*Prompt 1*: Please retype, word for word, the stretch from "Stiglitz of course" through "bigger than that." in the passage on taxing externalities.
*Prompt 2*: Extend the passage on taxing externalities, picking up right after its final sentence.

Second is the Generalized Polluter Pays Principle, that we should tax things that have negative externalities—effects on other people that are harmful. When a transaction causes harm to others who were not party to the transaction, we should tax that transaction in an amount equal to the harm that it would cause, and then use that revenue to offset the damage. In effect, if you hurt someone else, you should have to pay to clean up your own mess. This makes obvious moral sense, but it also makes good economic sense; taxing externalities can improve economic efficiency and actually make everyone better off. The obvious example is again pollution (the original Polluter Pays Principle), but there are plenty of other examples as well.

Stiglitz of course supports taxes on pollution and carbon emissions, which really should be a no-brainer. They aren’t just good for the environment, they would directly increase economic efficiency. The only reason we don’t have comprehensive pollution taxes (or something similar like cap-and-trade) is again the political pressure of right-wing interests.

Stiglitz focuses in particular on the externalities of the financial system, the boom-and-bust cycle of bubble, crisis, crash that has characterized so much of our banking system for generations. With a few exceptions, almost every major economic crisis has been preceded by some sort of breakdown of the financial system (and typically widespread fraud by the way). It is not much exaggeration to say that without Wall Street there would be no depressions. Externalities don’t get a whole lot bigger than that.

Stiglitz proposes a system of financial transaction taxes that are designed to create incentives against the most predatory practices in finance, especially the high-frequency trading in which computer algorithms steal money from the rest of the economy thousands of times per second. Even a 0.01% tax on each financial transaction would probably be enough to eliminate this particular activity.

*Provided material*:
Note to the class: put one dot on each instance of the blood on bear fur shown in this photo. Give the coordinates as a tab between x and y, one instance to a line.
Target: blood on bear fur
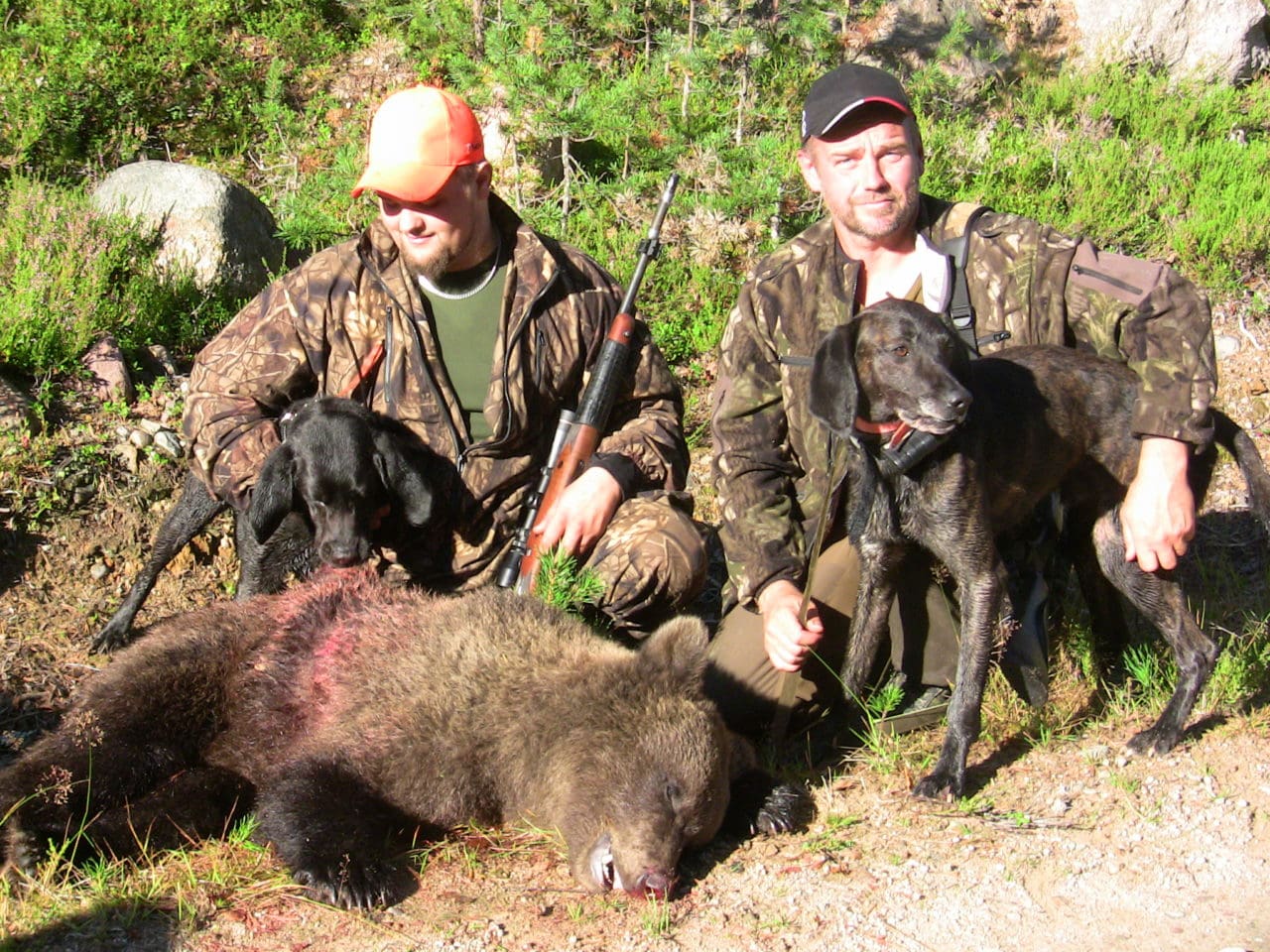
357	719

*Written reply 1*:
Stiglitz of course supports taxes on pollution and carbon emissions, which really should be a no-brainer. They aren’t just good for the environment, they would directly increase economic efficiency. The only reason we don’t have comprehensive pollution taxes (or something similar like cap-and-trade) is again the political pressure of right-wing interests.

Stiglitz focuses in particular on the externalities of the financial system, the boom-and-bust cycle of bubble, crisis, crash that has characterized so much of our banking system for generations. With a few exceptions, almost every major economic crisis has been preceded by some sort of breakdown of the financial system (and typically widespread fraud by the way). It is not much exaggeration to say that without Wall Street there would be no depressions. Externalities don’t get a whole lot bigger than that.

*Written reply 2*:
He also suggests the implementation of “bonus taxes” which disincentivize paying bonuses, which could basically be as simple as removing the deductions placed during the Clinton administration (in a few years are we going to have to say “the first Clinton administration”?) that exempt “performance-based pay” from most forms of income tax. All pay is performance-based, or supposed to be. There should be no special exemption for bonuses and stock options.

Stiglitz also proposes a “bank rescue fund” which would be something like an expansion of the FDIC insurance that banks are already required to have, but designed as catastrophe insurance for the whole macroeconomy. Instead of needing bailed out from general government funds, banks would only be bailed out from a pool of insurance funds they paid in themselves. This could work, but honestly I think I’d rather reduce the moral hazard even more by saying that we will never again bail out banks directly, but instead bail out consumers and real businesses. This would probably save banks anyway (most people don’t default on debts if they can afford to pay them), and if it doesn’t, I don’t see why we should care. The only reason banks exist is to support the real economy; if we can support the real economy without them, they deserve to die. That basic fact seems to have been lost somewhere along the way, and we keep talking about how to save or stabilize the financial system as if it were valuable unto itself.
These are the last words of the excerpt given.